EXTRACTED RECORDS:
○ ○ ○ ○ ○

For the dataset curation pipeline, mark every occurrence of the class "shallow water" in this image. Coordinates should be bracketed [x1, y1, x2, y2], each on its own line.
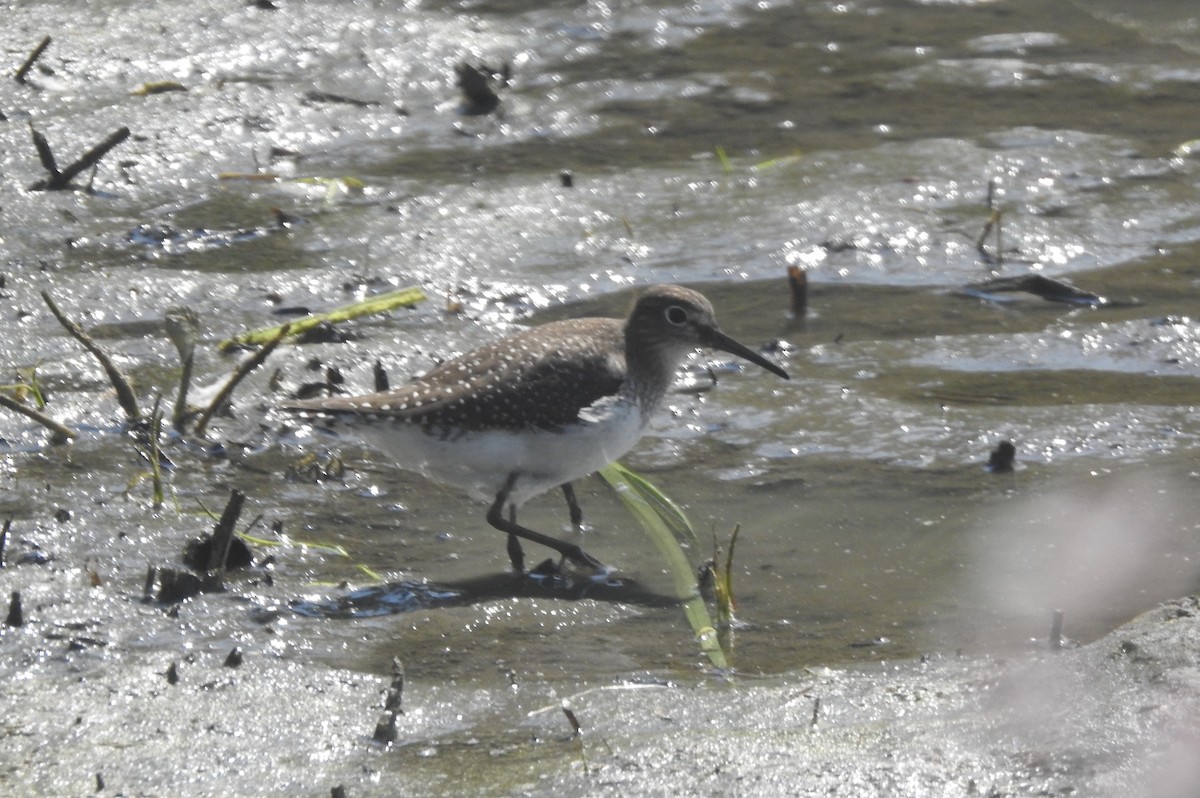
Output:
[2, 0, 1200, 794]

○ ○ ○ ○ ○

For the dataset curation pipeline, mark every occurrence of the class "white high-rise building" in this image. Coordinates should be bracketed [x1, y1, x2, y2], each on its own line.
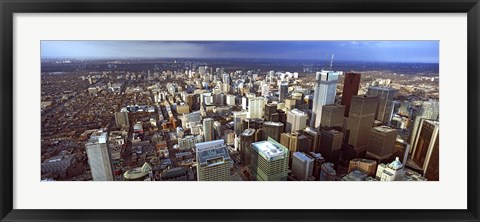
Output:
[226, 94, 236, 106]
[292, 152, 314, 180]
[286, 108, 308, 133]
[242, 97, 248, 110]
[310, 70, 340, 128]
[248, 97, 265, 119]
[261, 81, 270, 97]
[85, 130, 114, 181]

○ ○ ○ ○ ○

TO DO: Once you have located every line with the word "this" in the material above, list those lines.

THE ANSWER:
For the dataset curation pipeline, mark every occurrence of the class "shallow water" in this image. Coordinates should be bracketed [x1, y1, x2, y2], each on its own line.
For the dataset curation pipeline, mark every occurrence of the class "white high-rise building" in this image. Coordinates should be bracketed [x1, y1, x2, y2], each on its own line.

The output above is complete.